Point-per-instance localization data

┄┄┄┄┄┄┄┄┄┄

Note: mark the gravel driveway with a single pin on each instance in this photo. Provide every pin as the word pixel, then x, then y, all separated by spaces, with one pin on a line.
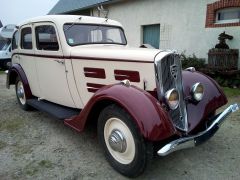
pixel 34 145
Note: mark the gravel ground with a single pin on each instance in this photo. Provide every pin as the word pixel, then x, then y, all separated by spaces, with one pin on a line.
pixel 36 146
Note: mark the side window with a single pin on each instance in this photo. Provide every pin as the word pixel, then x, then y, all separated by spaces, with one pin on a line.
pixel 46 38
pixel 15 40
pixel 26 38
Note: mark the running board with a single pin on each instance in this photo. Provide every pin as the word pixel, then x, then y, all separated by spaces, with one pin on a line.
pixel 55 110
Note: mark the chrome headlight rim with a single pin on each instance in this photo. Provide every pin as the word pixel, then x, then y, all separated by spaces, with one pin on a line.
pixel 195 93
pixel 168 94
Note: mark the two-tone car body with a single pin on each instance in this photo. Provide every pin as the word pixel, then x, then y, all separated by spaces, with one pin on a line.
pixel 81 70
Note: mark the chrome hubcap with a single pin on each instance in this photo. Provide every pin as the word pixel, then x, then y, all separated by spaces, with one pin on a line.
pixel 117 141
pixel 20 92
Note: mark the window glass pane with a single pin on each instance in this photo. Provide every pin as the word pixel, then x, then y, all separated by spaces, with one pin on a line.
pixel 46 38
pixel 114 35
pixel 6 45
pixel 228 14
pixel 26 38
pixel 79 34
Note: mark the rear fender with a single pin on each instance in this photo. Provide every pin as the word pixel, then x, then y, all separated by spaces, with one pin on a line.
pixel 151 119
pixel 17 71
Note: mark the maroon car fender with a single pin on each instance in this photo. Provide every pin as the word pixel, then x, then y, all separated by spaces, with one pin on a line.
pixel 17 71
pixel 213 99
pixel 152 121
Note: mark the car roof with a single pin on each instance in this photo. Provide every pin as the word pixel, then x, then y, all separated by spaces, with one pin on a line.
pixel 62 19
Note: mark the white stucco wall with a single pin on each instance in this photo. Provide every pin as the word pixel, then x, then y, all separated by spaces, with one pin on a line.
pixel 182 24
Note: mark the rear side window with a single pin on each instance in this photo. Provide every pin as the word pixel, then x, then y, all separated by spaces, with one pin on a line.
pixel 26 38
pixel 46 38
pixel 15 40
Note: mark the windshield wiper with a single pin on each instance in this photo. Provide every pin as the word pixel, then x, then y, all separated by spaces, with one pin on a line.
pixel 70 26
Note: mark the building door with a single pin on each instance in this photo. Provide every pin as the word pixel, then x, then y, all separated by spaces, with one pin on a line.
pixel 151 35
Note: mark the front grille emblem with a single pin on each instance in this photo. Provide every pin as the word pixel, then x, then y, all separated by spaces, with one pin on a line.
pixel 173 70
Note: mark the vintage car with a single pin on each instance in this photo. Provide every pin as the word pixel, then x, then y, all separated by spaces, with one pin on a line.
pixel 81 70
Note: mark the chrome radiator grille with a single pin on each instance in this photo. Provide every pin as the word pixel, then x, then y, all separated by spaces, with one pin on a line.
pixel 169 75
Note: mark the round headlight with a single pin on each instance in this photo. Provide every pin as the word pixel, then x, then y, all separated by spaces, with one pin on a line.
pixel 197 91
pixel 172 98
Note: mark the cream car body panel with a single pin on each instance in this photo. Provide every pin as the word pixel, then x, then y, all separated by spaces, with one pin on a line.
pixel 28 64
pixel 106 57
pixel 51 68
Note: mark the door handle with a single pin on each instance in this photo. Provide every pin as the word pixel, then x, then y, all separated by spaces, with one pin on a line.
pixel 60 61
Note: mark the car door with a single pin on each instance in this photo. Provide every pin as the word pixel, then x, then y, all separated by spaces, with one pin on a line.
pixel 25 57
pixel 50 65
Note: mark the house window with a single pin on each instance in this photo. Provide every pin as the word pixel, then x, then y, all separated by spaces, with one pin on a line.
pixel 223 13
pixel 151 35
pixel 228 15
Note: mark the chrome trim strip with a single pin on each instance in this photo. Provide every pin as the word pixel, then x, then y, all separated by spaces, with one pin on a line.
pixel 188 142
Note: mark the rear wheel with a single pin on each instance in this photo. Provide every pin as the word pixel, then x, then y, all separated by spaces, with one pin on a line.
pixel 21 96
pixel 124 147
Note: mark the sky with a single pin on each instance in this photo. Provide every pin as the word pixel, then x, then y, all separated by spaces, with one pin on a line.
pixel 16 11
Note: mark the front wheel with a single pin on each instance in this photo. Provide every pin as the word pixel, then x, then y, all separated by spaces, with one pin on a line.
pixel 21 96
pixel 124 147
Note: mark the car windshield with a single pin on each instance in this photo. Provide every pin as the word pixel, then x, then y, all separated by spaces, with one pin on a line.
pixel 80 34
pixel 5 45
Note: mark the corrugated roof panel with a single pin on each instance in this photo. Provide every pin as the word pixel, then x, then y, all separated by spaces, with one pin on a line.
pixel 64 6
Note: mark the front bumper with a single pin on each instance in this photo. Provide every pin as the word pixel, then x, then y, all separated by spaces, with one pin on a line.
pixel 191 141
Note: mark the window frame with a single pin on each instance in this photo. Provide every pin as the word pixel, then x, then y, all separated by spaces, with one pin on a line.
pixel 17 40
pixel 22 38
pixel 37 38
pixel 93 24
pixel 227 9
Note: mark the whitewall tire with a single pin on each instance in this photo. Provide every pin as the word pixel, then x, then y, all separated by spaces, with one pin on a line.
pixel 124 147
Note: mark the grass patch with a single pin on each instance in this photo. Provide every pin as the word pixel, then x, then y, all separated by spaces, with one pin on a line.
pixel 2 145
pixel 20 150
pixel 45 164
pixel 30 169
pixel 230 92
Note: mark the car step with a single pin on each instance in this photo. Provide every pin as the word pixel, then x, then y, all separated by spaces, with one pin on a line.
pixel 55 110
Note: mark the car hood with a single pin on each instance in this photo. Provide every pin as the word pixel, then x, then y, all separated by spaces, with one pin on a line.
pixel 123 53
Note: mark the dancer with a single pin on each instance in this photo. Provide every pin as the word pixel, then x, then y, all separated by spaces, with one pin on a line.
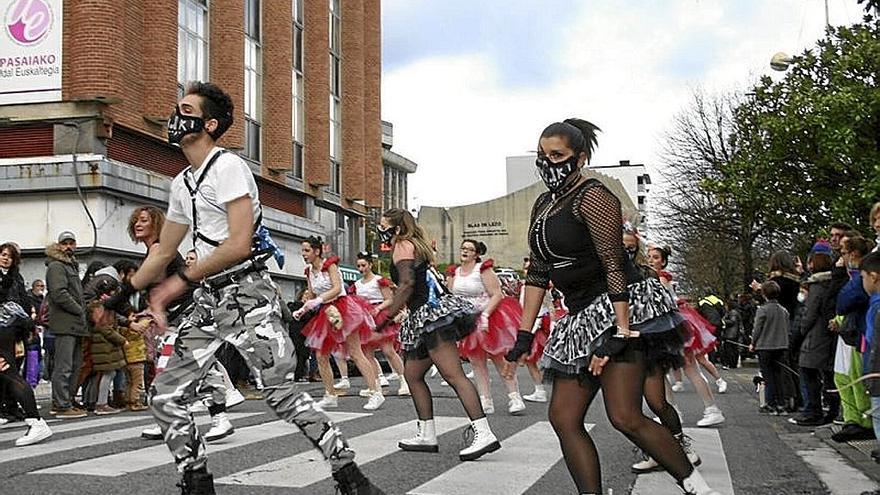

┄┄┄┄┄┄┄┄┄┄

▸ Exercise: The entries are to be written out again exactly, without their pictures.

▸ Exercise output:
Note: mark the gravel driveway with a single pin on each instance in this photo. Provide every pin as the word pixel, then x, then y, all separated by spaces, with one pin on a line.
pixel 34 145
Note: mark the gravel ground with a single pin on each instance in this photo. Provide every pin as the word pixel, then x, then y, all separated by spaces, with one pin on a line.
pixel 36 146
Note: mark the side window with a single pin on each instance in this photo. Provide every pin as the word pixel, then x, then y, all separated by spaces, with one pin on a line.
pixel 46 38
pixel 15 40
pixel 26 38
Note: mark the running board with a single pin on each instance in this photo. Provide every pin as the word pixel, then x, then y, all separated by spaces, with one pin on a line.
pixel 55 110
Note: mark the chrome headlight rim with a single pin on each instance in this photo. Provide every pin as the word pixel, then x, then y, all separated by spaces, with one pin on a line.
pixel 195 93
pixel 168 94
Note: mark the two-tone car body with a single pin on each instance in this photo. Provide every pin as the word pixel, then x, then y, all separated by spaces, with one pin on a line.
pixel 81 70
Note: mark the chrome hubcap with a single pin on each instance in this photo. Provide every pin as the word pixel, then x, then y, all separated by spaces, with one pin on a line.
pixel 117 141
pixel 20 92
Note: mark the window glass pane with a single pin on each instance in this photo. Provide every pin as the word pixel, then x, then y, all separated by spaces, with one pin on a line.
pixel 46 38
pixel 114 35
pixel 6 45
pixel 228 14
pixel 26 38
pixel 79 34
Note: mark the rear fender with a single pin on each instance in this photo. Provide every pin as the word pixel, then x, then y, all separated by spaces, with one pin on a line.
pixel 151 119
pixel 17 71
Note: mark the maroon car fender with a single pin on each instance in this photo. Provide every pin as the word pixel, then x, then y, all separated by spaces, with one pin on a line.
pixel 17 71
pixel 213 99
pixel 152 121
Note: mark the car roof with a single pin on each instance in this photo. Provide every pin as the word pixel, then x, then y, all separated by spaces, with one pin on a line.
pixel 62 19
Note: mark the white stucco wall with a single pin on each instance in this photo. Provide every pin as the word pixel, then x, then y, all separated by spaces, with one pin on a line.
pixel 182 24
Note: mark the rear side window with a single pin on each instance in this photo. Provide every pin as the word pixel, then x, then y, all separated by spaces, with one pin on a line.
pixel 26 38
pixel 46 38
pixel 15 40
Note: mark the windshield wiper with a single pin on each instance in this photo. Provide every pin as the word pixel, then x, then y, all separated by spaces, with one pin on a line.
pixel 70 26
Note: mark the building door with a single pin on each instance in this photo. Provide every pin as the word pixel, then x, then y, all separated by spaces, with one pin on a line.
pixel 151 35
Note: mark the front grille emblem with a single pin on each instance in this photo. Provide every pin as the word pixel, then x, then y, all separated by spaces, with one pin on a line.
pixel 173 70
Note: mark the vintage car with a single pin on each instance in this photo. Provide every pin as the word pixel, then x, then y, all separated by spaces, with one pin on a line.
pixel 81 70
Note: mark the chrome radiator grille with a single pin on each instance in this photo. Provide every pin as the word pixel, then x, then y, all separated by spaces, with one pin on a line.
pixel 169 75
Note: mark the round headlight with a single pin on each instance in this photo. Provide every pin as the word pixel, then x, then y, all separated by spaces, with one pin on a line.
pixel 197 91
pixel 172 98
Note: mark the cream car body panel with a single pin on each instance in this photo. Provide every pin as the word pixel, then x, then y, all separated by spaces, with one pin on a line.
pixel 28 64
pixel 106 57
pixel 51 68
Note: mark the door handle with a single pin on each instance in this photo. Provide every pin as the word pixel, then x, then y, all separated by spaces, with one pin on a line.
pixel 60 61
Note: mark the car door with a single pin on each instance in this photo. Provide every pin as the word pixel, then x, then y, all separated by spaces, with one pin on a line.
pixel 25 57
pixel 50 65
Note: mark the house window with a single pin on each instance in this photo. Provide every pin as the word pixel, then x, then y, all separated by spaces, with one pin on a line.
pixel 223 13
pixel 151 35
pixel 228 15
Note: mark the chrome trim strip with a single pin on each instance in this photo. Provide every pin as the word pixel, then x, then y, all separated by spaces, with one pin on a line.
pixel 188 142
Note: mark the rear wheel with a single pin on each instance in this photo. Provide every pin as the word pixel, then x, then y, all separated by spaces, with one pin on a line.
pixel 21 96
pixel 124 147
Note: mark the sky with a single pin on each instance in this photo. Provide every pin as the word pixel, then x, then y, all separated by spaces, with one pin on a line.
pixel 16 11
Note: mark the front wheel with a single pin on each instance in this photo. Provide every pin as the word pixel, then x, then y, all separated by spaces, with one pin on a line.
pixel 21 96
pixel 124 147
Note: mark the car windshield with a single pin on each instance in this photo. Provide every pin as the word pixel, then x, then y, all separated by spaces, with one pin on a line.
pixel 80 34
pixel 5 45
Note: mark the corrugated roof panel with a single pin on each instance in this photo. Provide every pin as the word pixel, then x, then y, all separated by spaces, with one pin on a line.
pixel 64 6
Note: mark the front bumper with a single pin on each instance in this photo. Provide every pin as the word pixel, then x, then y, all separated by spaces, with one pin on a line.
pixel 191 141
Note: mark the window frame with a single pin on each instance in this photo. Provide every pin as the word pixel, then x, then y, all separated by spaces, with one pin on a line.
pixel 17 40
pixel 22 38
pixel 37 38
pixel 93 24
pixel 227 9
Note: mark the whitewall tire with a single pin on each instance in this photo. Provide every pin as the word pixel, then x, then y, all separated by spaces, with one pin on a line.
pixel 124 147
Note: mark the grass patch with a single pin on each instance in this photo. Provide every pin as the word pixel, then x, then y, all separated by spaces, with one pin on a line.
pixel 2 145
pixel 20 150
pixel 45 164
pixel 30 169
pixel 230 92
Note: mark the car step with a single pin on each instance in this photo. Provide every pin as the word pixel, then x, then y, all separated by spaces, with one pin on a line.
pixel 55 110
Note: mark the car hood with a single pin on each instance in this photo. Provide every pin as the word pixel, then x, then y, all separated by spaces, with one pin on a line.
pixel 123 53
Note: mark the dancer with a single pin on each instance in this photo. Provide every pin as the word pixel, then x, then y, all separated by spaces, with one pin on a line.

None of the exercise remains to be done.